- WORK TO COMPLETE
Rewrite the data below, replacing every "white dryer" with "front-load washer" and changing nothing else. Leave the pictures out of your answer.

- PROVIDED MATERIAL
>> begin

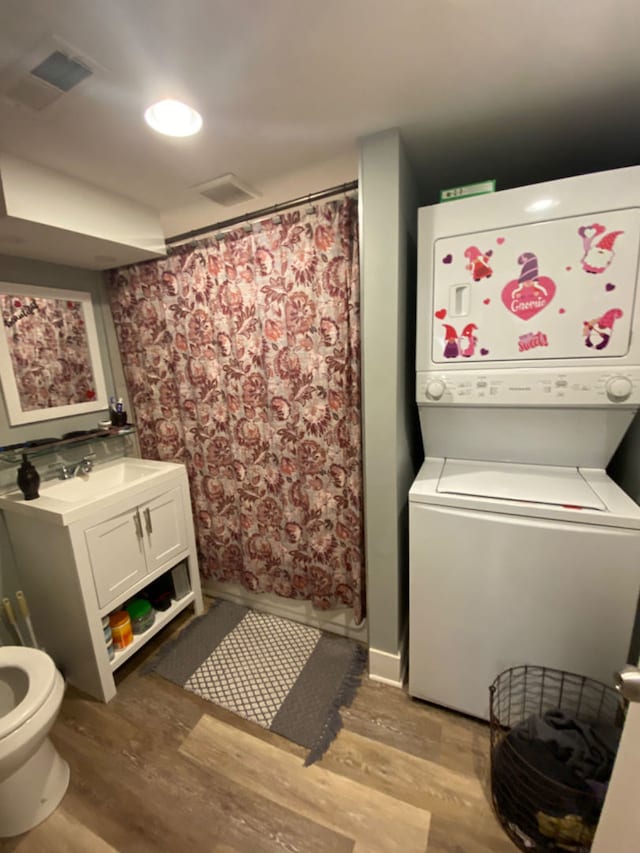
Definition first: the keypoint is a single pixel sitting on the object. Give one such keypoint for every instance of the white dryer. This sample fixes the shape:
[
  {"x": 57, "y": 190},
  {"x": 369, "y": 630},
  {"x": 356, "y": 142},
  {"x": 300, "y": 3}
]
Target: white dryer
[{"x": 522, "y": 550}]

>> end

- OUTPUT OF THE EXERCISE
Definition first: the keypoint is a single pixel sitting on the object. Give one such keypoint for every instance of the front-load washer. This sample fixes the shape:
[
  {"x": 57, "y": 190},
  {"x": 369, "y": 630},
  {"x": 356, "y": 142},
  {"x": 300, "y": 3}
]
Target: front-load washer
[{"x": 522, "y": 550}]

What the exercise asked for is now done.